>>

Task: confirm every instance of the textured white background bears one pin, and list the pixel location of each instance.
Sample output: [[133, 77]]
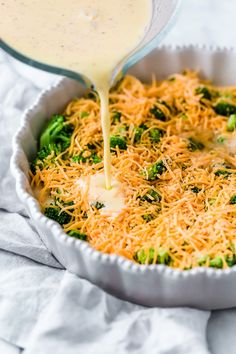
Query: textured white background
[[210, 22]]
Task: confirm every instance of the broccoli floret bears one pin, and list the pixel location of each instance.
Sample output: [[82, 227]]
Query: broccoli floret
[[195, 189], [220, 139], [155, 135], [204, 91], [84, 114], [216, 262], [224, 171], [98, 205], [116, 117], [120, 141], [230, 260], [79, 158], [140, 257], [93, 158], [163, 257], [195, 145], [151, 197], [147, 217], [55, 213], [231, 124], [91, 95], [57, 134], [143, 257], [202, 260], [158, 113], [154, 170], [77, 234], [138, 132], [224, 108], [233, 199]]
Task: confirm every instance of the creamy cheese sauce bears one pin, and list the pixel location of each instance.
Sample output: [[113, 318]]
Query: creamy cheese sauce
[[93, 189], [85, 36]]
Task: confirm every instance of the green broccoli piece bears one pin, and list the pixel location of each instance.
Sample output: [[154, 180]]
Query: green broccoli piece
[[151, 197], [147, 217], [140, 257], [77, 234], [116, 117], [154, 170], [163, 257], [158, 113], [55, 213], [195, 145], [155, 135], [40, 158], [57, 134], [196, 189], [91, 95], [216, 262], [204, 91], [95, 158], [233, 199], [98, 205], [84, 114], [138, 132], [221, 139], [79, 158], [120, 141], [202, 260], [230, 260], [224, 108], [224, 171], [231, 124]]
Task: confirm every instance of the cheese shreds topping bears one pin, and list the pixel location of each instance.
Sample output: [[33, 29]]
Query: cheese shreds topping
[[174, 160]]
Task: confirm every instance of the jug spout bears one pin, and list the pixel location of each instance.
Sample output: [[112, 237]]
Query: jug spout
[[164, 14]]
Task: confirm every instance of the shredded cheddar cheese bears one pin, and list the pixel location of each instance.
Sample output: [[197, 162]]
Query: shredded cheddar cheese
[[185, 208]]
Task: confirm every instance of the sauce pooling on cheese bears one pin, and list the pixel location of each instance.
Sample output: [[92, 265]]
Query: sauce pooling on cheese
[[84, 36]]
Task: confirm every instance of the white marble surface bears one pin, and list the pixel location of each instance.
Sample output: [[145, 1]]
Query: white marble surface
[[209, 22]]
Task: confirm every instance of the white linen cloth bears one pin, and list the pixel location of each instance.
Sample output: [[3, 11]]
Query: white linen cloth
[[43, 308]]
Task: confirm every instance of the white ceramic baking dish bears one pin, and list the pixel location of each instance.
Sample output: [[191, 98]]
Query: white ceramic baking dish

<<

* _短い問題_: 上の記録の行を、一字も変えずにすべて抜き出してください。画像は入れないでください。

* _課題の結果_:
Task: confirm every instance of the textured white background bears one pin, and list the pixel location of each instance.
Sample output: [[133, 77]]
Query: textured white background
[[210, 22]]
Task: confirm every instance of the broccoli floret bears one pin, and list the pixel location of each instance.
Sample output: [[82, 227]]
Query: broccoli floret
[[195, 189], [220, 139], [155, 135], [204, 91], [84, 114], [216, 262], [224, 171], [98, 205], [116, 117], [120, 141], [230, 260], [79, 158], [140, 257], [93, 158], [163, 257], [195, 145], [151, 197], [147, 217], [55, 213], [231, 124], [91, 95], [57, 134], [143, 257], [202, 260], [158, 113], [154, 170], [77, 234], [138, 132], [224, 108], [233, 199]]
Task: confirm every instance of the creamy cheese sauce bears one pin, and list the pixel location of each instance.
Sample output: [[113, 318]]
Query: creamy cheese sauce
[[93, 189], [85, 36]]
Task: confirm every instance of the green broccoli piece bears one pin, and list the pixel location of each instance.
Sample output: [[154, 180]]
Query: green broccoli piece
[[151, 197], [147, 217], [140, 257], [77, 234], [116, 117], [154, 170], [163, 257], [158, 113], [55, 213], [195, 145], [155, 135], [40, 158], [57, 134], [196, 189], [91, 95], [216, 262], [204, 91], [95, 158], [233, 199], [98, 205], [84, 114], [138, 132], [221, 139], [79, 158], [120, 141], [202, 260], [230, 260], [224, 108], [224, 171], [231, 124]]
Task: confirm every instance of the cheese shreds topping bears one pin, and list the pixel location of each instance.
Sample output: [[33, 29]]
Query: cheese shreds topping
[[174, 160]]
Task: confirm every instance of the jug spout bears one pin, and list the pixel location of each instance.
Sample output: [[112, 237]]
Query: jug spout
[[164, 14]]
Task: confirm every instance of the shredded cheddar cheese bears one pin, and list the pixel location of each instance.
Sample output: [[197, 162]]
Query: shredded cheddar cheese
[[185, 208]]
Task: confirm every instance of the sauce pooling on cheese bears one pin, and list the pixel location of each instance.
Sample output: [[92, 265]]
Query: sauce pooling on cheese
[[84, 36]]
Task: confirm every instance of the white marble surface bears one pin, and list the pixel location of each instance.
Sample output: [[145, 1]]
Query: white marble surface
[[209, 22]]
Task: confirm every instance of the white linen cloth bears one pin, and list the pixel location of each instance.
Sample output: [[3, 11]]
Query: white linen cloth
[[43, 308]]
Task: confirm every instance of the white ceramic baking dish bears one pin, and list the pixel location of each instance.
Sample output: [[191, 98]]
Query: white ceramic baking dish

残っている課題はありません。